start LISTED ENTRIES

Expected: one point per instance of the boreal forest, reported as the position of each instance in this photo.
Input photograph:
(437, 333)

end LISTED ENTRIES
start LISTED ENTRIES

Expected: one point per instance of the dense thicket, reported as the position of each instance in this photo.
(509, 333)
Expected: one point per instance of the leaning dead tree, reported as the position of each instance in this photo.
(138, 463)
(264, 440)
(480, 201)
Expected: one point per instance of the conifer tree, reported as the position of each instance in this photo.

end LISTED ENTRIES
start LISTED ENTRIES

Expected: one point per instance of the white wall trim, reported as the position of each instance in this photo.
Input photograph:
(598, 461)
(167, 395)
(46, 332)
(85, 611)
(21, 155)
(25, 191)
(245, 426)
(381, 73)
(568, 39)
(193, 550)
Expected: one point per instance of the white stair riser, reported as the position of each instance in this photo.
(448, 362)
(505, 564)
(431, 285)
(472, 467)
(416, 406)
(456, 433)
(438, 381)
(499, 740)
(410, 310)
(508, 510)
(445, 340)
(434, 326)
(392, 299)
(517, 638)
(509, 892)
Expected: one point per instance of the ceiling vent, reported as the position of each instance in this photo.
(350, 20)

end LISTED ENTRIES

◆ WHAT THE TASK ASKS
Find each line in the records above that contains the word "Expected", and copy every one of those lines.

◆ WRITTEN REPLY
Expected: one point per instance of the boreal forest, reported as the position of each instance in this photo.
Expected: one point per instance of the dense thicket, reported as the position of each instance in this photo.
Expected: one point per instance of the leaning dead tree, reported as the position of each instance in this photo.
Expected: one point per instance of the conifer tree, reported as the position of each instance in this photo.
Expected: one point per instance of the white wall trim, reported as the position of each instance in this photo.
Expected: one point per instance of the white stair riser, reported as the position of each instance in this photo.
Expected: one point per instance of the ceiling vent, reported as the position of each instance in this photo.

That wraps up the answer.